- _Task objective_:
Please extract everything from "Okay, but besides" down to "it in remove_device()?" in the mailing list thread below, copying it word for word.

- _Passage provided_:
══════

Okay, but besides the force-unload case, can we prevent accidential
unloading by taking a reference to the module in add_device() and release
it in remove_device()?
Regards,
Joerg
On Mon, Nov 4, 2019 at 3:43 AM Lorenzo Pieralisi
<[email protected]> wrote:
>
> On Fri, Nov 01, 2019 at 02:26:05PM -0700, Saravana Kannan wrote:
> > On Fri, Nov 1, 2019 at 5:28 AM Lorenzo Pieralisi
> > <[email protected]> wrote:
> > >
> > > On Fri, Nov 01, 2019 at 12:41:48PM +0100, Jean-Philippe Brucker wrote:
> > >
> > > [...]
> > >
> > > > > > I'm also wondering about ACPI support.
> > > > >
> > > > > I'd love to add ACPI support too, but I have zero knowledge of ACPI.
> > > > > I'd be happy to help anyone who wants to add ACPI support that allows
> > > > > ACPI to add device links.

══════

- _Information provided_:
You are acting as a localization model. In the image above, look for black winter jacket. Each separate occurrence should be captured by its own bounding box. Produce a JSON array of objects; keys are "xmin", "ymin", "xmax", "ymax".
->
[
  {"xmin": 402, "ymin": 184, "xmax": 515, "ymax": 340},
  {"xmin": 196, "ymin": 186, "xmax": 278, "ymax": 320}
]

══════

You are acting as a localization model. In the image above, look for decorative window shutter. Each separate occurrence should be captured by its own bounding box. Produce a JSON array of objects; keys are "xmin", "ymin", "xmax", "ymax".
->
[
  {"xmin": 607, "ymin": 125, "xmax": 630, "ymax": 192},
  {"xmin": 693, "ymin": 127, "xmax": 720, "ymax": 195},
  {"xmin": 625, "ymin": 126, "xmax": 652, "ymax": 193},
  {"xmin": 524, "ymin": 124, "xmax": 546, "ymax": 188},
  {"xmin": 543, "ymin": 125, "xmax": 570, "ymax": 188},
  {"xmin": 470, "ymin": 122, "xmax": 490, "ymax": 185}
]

══════

- _Task response_:
Okay, but besides the force-unload case, can we prevent accidential
unloading by taking a reference to the module in add_device() and release
it in remove_device()?